Data to process: Begin

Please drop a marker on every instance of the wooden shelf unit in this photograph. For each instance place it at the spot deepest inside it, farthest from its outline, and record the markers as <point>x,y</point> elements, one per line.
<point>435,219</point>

Data to process: End
Data to process: Begin

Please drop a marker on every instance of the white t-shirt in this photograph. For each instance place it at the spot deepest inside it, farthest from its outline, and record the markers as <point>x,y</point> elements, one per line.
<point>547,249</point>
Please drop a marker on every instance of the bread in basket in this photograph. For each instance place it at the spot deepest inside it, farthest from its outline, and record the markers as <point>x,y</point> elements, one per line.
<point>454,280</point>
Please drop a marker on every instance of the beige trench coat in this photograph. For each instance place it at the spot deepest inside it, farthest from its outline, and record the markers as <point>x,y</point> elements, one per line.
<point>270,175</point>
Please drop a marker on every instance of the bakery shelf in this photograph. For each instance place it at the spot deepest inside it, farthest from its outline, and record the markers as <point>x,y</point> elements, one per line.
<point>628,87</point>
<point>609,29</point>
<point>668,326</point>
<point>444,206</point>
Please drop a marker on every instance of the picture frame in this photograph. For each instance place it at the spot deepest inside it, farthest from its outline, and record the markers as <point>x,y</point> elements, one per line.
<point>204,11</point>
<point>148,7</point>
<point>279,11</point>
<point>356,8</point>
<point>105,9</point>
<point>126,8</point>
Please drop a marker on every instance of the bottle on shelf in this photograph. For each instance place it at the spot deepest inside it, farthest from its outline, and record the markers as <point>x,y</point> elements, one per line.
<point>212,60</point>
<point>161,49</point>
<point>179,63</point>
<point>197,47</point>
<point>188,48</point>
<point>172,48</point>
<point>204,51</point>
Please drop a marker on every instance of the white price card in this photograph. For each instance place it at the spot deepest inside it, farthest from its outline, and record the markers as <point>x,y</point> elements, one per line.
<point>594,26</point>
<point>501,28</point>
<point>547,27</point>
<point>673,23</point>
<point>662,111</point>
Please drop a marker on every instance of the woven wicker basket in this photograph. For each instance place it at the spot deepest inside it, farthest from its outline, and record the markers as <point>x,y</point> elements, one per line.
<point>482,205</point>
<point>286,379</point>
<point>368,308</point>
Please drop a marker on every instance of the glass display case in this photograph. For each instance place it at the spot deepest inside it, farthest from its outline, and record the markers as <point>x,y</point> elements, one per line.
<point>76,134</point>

Data to process: End
Data to process: Begin

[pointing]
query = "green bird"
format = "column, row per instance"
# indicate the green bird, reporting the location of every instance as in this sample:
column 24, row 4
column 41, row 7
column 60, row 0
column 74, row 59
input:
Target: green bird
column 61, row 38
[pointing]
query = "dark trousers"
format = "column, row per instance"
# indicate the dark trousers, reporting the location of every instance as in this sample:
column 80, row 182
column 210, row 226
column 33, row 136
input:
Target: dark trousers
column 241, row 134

Data to process: End

Task goal:
Copy each line in the listing where "sample" appears.

Task output:
# indicate the green bird, reporting the location of every instance as in this sample:
# indicate the dark trousers, reporting the location of every instance as in this sample:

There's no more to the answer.